▶ **Direction**
Reproduce the lines below verbatim, from the very first line up to and including the line that contains "[305,43,478,411]", omitting any pictures.
____
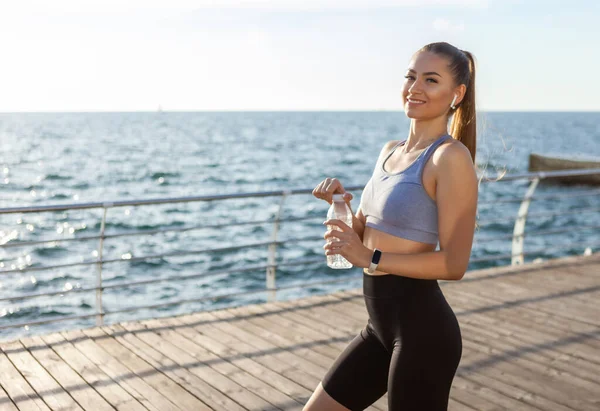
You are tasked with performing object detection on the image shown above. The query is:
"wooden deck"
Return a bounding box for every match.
[0,254,600,411]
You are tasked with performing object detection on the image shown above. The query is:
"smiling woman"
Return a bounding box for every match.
[305,43,478,411]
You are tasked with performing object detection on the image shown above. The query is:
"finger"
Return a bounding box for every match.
[313,179,328,200]
[325,178,345,196]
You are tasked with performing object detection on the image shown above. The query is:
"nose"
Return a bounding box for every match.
[408,80,421,94]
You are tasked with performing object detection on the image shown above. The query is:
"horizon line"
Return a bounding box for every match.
[0,108,600,115]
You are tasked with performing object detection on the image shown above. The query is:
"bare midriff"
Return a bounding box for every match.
[363,226,436,275]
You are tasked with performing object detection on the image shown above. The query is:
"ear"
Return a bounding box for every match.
[454,84,467,106]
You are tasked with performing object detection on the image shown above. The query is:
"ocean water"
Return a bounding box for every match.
[0,112,600,339]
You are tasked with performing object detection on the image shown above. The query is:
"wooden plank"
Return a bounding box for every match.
[78,328,210,411]
[0,341,81,411]
[62,330,179,411]
[168,316,311,410]
[465,325,600,398]
[461,322,600,391]
[21,336,114,411]
[454,294,600,371]
[450,286,600,364]
[102,324,245,411]
[463,340,597,411]
[0,352,50,411]
[177,312,319,393]
[41,333,147,411]
[242,305,350,359]
[246,303,387,409]
[0,386,19,411]
[209,310,329,379]
[148,319,301,410]
[173,312,387,410]
[118,322,274,410]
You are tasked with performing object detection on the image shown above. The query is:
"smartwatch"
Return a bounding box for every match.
[367,248,381,274]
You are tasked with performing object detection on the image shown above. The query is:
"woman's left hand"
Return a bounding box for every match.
[323,219,373,268]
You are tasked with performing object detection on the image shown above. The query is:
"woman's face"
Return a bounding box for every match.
[402,51,463,120]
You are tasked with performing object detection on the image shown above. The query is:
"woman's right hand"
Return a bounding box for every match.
[313,178,353,204]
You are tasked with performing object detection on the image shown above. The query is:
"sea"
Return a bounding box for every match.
[0,111,600,340]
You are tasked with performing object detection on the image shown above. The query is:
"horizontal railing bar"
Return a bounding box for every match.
[0,220,273,248]
[479,207,600,226]
[0,277,361,330]
[477,190,600,205]
[481,168,600,183]
[0,257,323,301]
[0,235,600,329]
[0,216,322,248]
[0,236,325,275]
[0,214,600,275]
[469,238,600,263]
[476,225,600,243]
[0,168,600,214]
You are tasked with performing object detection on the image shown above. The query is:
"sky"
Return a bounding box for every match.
[0,0,600,112]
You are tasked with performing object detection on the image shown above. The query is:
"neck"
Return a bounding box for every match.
[404,116,448,152]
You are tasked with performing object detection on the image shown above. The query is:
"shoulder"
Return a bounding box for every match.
[433,138,474,170]
[377,140,403,161]
[432,138,477,183]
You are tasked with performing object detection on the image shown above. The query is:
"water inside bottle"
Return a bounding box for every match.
[327,194,353,269]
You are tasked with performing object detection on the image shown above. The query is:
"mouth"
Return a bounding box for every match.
[406,98,425,105]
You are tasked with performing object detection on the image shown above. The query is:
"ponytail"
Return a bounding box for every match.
[450,51,477,164]
[419,42,477,164]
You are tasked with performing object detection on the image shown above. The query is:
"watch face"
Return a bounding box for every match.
[371,249,381,264]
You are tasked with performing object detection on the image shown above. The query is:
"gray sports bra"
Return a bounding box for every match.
[360,134,452,244]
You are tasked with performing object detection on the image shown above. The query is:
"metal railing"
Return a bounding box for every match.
[0,169,600,330]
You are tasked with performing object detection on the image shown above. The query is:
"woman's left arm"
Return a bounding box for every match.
[329,143,478,280]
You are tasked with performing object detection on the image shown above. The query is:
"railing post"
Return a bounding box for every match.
[511,176,543,265]
[266,190,291,301]
[96,204,108,326]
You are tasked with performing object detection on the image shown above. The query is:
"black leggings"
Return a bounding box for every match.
[323,274,462,411]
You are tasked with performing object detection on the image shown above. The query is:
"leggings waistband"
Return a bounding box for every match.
[363,273,439,298]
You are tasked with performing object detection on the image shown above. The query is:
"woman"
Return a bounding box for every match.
[304,43,478,411]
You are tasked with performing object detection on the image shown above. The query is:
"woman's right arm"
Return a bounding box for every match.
[352,206,366,241]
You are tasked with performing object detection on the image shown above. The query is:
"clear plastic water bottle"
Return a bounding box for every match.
[327,194,353,269]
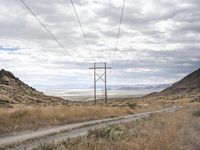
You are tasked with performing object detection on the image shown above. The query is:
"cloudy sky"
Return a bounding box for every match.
[0,0,200,88]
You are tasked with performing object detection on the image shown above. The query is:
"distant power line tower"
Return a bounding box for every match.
[89,62,111,104]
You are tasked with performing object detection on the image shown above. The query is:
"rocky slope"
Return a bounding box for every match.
[159,69,200,96]
[0,69,68,105]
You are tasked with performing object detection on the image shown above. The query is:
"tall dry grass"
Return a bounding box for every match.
[36,105,195,150]
[0,106,131,135]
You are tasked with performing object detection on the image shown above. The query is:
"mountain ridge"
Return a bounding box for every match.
[0,69,68,104]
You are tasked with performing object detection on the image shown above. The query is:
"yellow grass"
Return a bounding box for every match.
[0,106,131,134]
[36,103,200,150]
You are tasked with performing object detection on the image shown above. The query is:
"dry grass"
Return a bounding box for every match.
[0,99,171,136]
[0,106,132,135]
[36,103,200,150]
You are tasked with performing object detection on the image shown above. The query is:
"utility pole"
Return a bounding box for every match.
[94,63,97,104]
[89,62,111,104]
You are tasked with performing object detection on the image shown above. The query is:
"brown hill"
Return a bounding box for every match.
[158,69,200,96]
[0,69,68,104]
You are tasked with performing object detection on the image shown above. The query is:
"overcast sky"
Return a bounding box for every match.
[0,0,200,87]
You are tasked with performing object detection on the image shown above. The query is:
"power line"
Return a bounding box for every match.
[20,0,81,66]
[113,0,125,58]
[71,0,95,61]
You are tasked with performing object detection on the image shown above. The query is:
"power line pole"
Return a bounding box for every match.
[89,62,111,104]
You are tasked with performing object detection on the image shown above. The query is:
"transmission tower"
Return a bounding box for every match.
[89,62,111,104]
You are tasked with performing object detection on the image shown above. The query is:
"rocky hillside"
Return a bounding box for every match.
[159,69,200,95]
[0,69,67,105]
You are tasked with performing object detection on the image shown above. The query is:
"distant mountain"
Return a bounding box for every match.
[159,69,200,95]
[0,69,67,104]
[118,84,170,91]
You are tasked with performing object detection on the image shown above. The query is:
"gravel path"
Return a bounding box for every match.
[0,106,181,150]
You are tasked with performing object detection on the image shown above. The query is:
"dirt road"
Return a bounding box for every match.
[0,106,181,149]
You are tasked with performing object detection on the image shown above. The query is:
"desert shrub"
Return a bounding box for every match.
[128,103,137,109]
[88,125,125,141]
[193,110,200,117]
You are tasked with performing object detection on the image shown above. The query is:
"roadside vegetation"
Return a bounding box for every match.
[34,105,200,150]
[0,99,180,136]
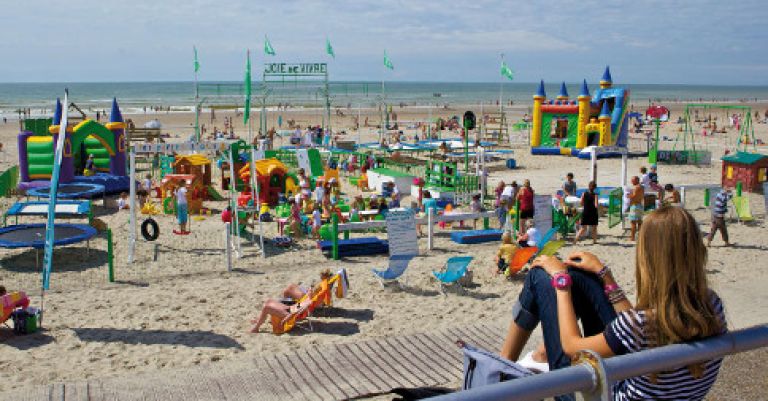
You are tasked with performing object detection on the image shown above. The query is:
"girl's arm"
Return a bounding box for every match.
[555,288,614,358]
[533,256,614,358]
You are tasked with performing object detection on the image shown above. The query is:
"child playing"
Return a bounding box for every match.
[312,204,323,239]
[517,219,541,248]
[173,180,189,235]
[469,194,483,230]
[221,206,232,223]
[117,192,131,210]
[288,198,301,237]
[141,174,152,205]
[495,233,517,274]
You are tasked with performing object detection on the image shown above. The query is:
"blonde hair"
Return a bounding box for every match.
[501,233,512,244]
[635,206,724,347]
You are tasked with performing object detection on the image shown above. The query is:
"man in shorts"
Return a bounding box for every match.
[173,180,189,235]
[629,176,645,241]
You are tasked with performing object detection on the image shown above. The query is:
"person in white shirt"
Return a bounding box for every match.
[117,192,130,210]
[173,180,189,235]
[518,219,541,248]
[312,203,323,239]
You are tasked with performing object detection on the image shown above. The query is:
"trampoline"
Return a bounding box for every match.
[0,224,96,249]
[27,183,106,199]
[3,200,91,226]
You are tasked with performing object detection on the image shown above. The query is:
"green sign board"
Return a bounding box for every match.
[264,63,328,77]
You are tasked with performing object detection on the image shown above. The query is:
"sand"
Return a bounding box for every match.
[0,101,768,398]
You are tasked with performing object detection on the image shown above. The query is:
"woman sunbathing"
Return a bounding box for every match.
[251,269,331,333]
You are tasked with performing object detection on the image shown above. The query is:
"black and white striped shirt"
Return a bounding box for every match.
[605,292,727,401]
____
▶ **Exercise answer**
You are tasked with performing object detection on the image shown above. The query is:
"wooden deck"
Return a bounding box for every match.
[0,254,600,411]
You are tasked with performing object detection on the image shown above. The query is:
"smiling woman"
Return a bounding box for every match.
[305,43,478,411]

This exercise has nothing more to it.